(Records from a point labeling set)
○ ○ ○ ○ ○ ○ ○

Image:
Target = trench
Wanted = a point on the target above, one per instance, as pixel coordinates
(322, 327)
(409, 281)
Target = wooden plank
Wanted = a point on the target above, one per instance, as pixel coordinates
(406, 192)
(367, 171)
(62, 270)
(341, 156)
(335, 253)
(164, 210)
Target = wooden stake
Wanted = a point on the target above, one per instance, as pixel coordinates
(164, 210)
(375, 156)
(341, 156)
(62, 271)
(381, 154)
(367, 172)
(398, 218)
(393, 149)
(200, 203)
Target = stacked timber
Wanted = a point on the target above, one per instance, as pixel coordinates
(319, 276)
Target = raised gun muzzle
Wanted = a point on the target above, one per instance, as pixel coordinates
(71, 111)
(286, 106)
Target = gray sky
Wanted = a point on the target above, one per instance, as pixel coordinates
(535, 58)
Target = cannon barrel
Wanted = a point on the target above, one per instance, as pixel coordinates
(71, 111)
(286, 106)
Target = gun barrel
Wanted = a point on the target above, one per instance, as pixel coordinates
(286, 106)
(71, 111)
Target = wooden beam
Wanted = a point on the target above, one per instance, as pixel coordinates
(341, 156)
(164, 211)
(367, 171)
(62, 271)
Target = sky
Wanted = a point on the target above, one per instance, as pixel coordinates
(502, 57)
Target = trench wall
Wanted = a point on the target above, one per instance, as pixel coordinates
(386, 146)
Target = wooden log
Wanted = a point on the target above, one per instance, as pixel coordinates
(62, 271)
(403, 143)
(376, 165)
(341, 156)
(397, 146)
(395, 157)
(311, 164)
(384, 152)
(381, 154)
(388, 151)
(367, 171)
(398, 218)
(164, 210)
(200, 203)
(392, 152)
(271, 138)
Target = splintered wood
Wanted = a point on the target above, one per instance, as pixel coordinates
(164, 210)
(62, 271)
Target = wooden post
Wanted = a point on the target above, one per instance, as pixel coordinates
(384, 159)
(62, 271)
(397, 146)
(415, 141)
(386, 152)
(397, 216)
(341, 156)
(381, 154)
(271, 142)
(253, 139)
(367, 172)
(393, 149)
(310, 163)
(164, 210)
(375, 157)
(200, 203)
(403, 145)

○ ○ ○ ○ ○ ○ ○

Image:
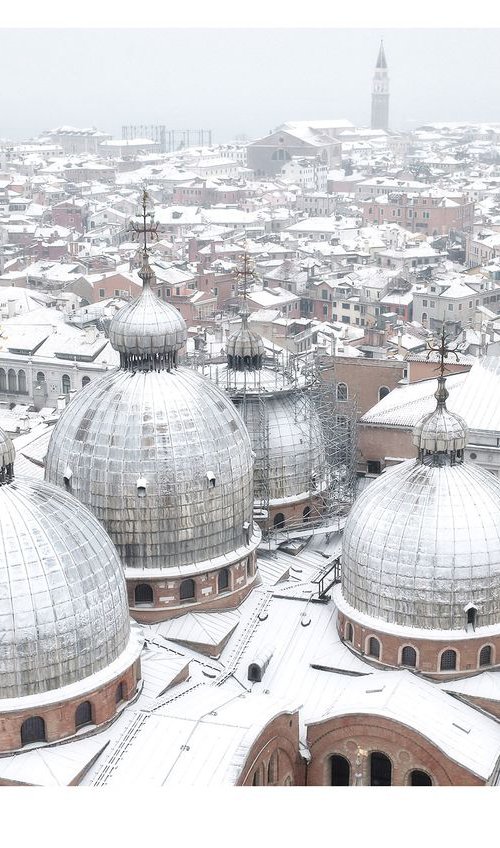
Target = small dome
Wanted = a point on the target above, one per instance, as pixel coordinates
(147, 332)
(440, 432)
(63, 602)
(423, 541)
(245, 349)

○ ○ ○ ○ ○ ○ ○

WHAT IS EXPECTED – Gather every line of the records above that contains the word "wooden", and copy each such line in full.

COMPLETE ANSWER –
Target = wooden plank
Target = wooden stake
Target = wooden beam
Target = wooden log
Target = wooden post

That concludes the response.